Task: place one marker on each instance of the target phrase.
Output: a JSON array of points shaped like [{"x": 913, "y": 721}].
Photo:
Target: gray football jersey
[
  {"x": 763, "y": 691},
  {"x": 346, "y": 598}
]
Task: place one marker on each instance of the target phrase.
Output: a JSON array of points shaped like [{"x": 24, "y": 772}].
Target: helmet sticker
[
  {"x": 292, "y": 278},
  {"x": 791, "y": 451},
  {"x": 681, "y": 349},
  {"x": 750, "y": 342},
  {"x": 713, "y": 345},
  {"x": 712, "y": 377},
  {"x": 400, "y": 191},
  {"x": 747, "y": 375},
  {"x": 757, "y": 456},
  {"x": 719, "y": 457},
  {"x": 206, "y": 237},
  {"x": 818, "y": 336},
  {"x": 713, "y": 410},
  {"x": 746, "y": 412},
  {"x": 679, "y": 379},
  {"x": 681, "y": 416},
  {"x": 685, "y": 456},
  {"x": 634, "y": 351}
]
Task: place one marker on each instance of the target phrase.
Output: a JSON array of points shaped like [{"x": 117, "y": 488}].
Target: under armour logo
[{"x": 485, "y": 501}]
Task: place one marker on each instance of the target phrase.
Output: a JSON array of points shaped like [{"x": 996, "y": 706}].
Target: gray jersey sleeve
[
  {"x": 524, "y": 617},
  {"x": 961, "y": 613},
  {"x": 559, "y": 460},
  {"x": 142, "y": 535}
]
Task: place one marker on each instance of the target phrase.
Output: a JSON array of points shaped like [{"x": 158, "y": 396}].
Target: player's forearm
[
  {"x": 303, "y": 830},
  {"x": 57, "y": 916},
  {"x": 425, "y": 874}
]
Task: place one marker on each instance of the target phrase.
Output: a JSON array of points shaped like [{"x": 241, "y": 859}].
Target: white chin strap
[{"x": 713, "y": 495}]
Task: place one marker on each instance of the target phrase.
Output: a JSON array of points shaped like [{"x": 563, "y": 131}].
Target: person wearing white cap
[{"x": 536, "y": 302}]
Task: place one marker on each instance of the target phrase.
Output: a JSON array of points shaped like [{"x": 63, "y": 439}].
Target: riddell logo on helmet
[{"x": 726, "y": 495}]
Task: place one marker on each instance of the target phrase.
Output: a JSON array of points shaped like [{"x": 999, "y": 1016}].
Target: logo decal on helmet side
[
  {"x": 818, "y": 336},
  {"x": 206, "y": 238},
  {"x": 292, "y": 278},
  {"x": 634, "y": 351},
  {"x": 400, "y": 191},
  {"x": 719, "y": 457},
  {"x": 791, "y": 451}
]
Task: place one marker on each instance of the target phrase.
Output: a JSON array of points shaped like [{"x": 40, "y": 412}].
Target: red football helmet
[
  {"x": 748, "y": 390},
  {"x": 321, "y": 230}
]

----

**WHAT IS EXPECTED:**
Extract all of the data above without altering anything.

**FULL ANSWER:**
Task: place one marker on each instance of the target phrase.
Output: a JSON array of points shaped like [{"x": 913, "y": 721}].
Photo:
Target: gray football jersey
[
  {"x": 763, "y": 691},
  {"x": 346, "y": 598}
]
Task: place one marker on each instance of the target phrase.
Output: a JSON array of points shaped like [{"x": 24, "y": 772}].
Target: helmet sticker
[
  {"x": 292, "y": 278},
  {"x": 791, "y": 451},
  {"x": 681, "y": 349},
  {"x": 750, "y": 342},
  {"x": 713, "y": 345},
  {"x": 712, "y": 377},
  {"x": 400, "y": 191},
  {"x": 747, "y": 375},
  {"x": 757, "y": 456},
  {"x": 719, "y": 457},
  {"x": 206, "y": 237},
  {"x": 818, "y": 336},
  {"x": 713, "y": 410},
  {"x": 746, "y": 412},
  {"x": 679, "y": 379},
  {"x": 681, "y": 416},
  {"x": 685, "y": 456},
  {"x": 634, "y": 351}
]
Task: place one marker on each instance of the target phrase.
Output: a JSON array of points shaped like [{"x": 117, "y": 488}].
Target: under armour logo
[{"x": 485, "y": 501}]
Task: place one marker on each instance of the target phrase.
Output: a JSON array of points shaped like [{"x": 996, "y": 706}].
Target: gray jersey sleeve
[
  {"x": 524, "y": 617},
  {"x": 961, "y": 613},
  {"x": 559, "y": 460},
  {"x": 142, "y": 535}
]
Task: place one marker on each instance of the target phrase.
Output: a JSON array of points shaped like [{"x": 158, "y": 396}].
Target: player's forearm
[
  {"x": 303, "y": 830},
  {"x": 57, "y": 916},
  {"x": 425, "y": 874}
]
Task: place one marker on each instance of the target phrase.
Output: a JSON array of points shaped like [{"x": 241, "y": 859}].
Target: white chin strap
[{"x": 713, "y": 495}]
Task: place one marker on each instance of the target phrase.
Output: a JSON array of points shaped like [{"x": 563, "y": 131}].
Target: person wearing white cap
[{"x": 536, "y": 302}]
Task: place one marker on each instance of the target phrase.
Output: a JSON array of points shaped like [{"x": 63, "y": 439}].
Target: riddell logo on helmet
[{"x": 726, "y": 495}]
Task: place one marker on each instance of the target phrase.
Output: a JSON array of points shaped like [{"x": 999, "y": 1016}].
Target: logo decal on helmet side
[
  {"x": 818, "y": 336},
  {"x": 206, "y": 238},
  {"x": 292, "y": 278},
  {"x": 634, "y": 351},
  {"x": 400, "y": 191},
  {"x": 719, "y": 457},
  {"x": 791, "y": 451}
]
Task: place one marker on each instance of the target phrase.
Output: a JSON array of points shaped like [{"x": 40, "y": 412}].
Target: red football helmet
[
  {"x": 748, "y": 390},
  {"x": 321, "y": 230}
]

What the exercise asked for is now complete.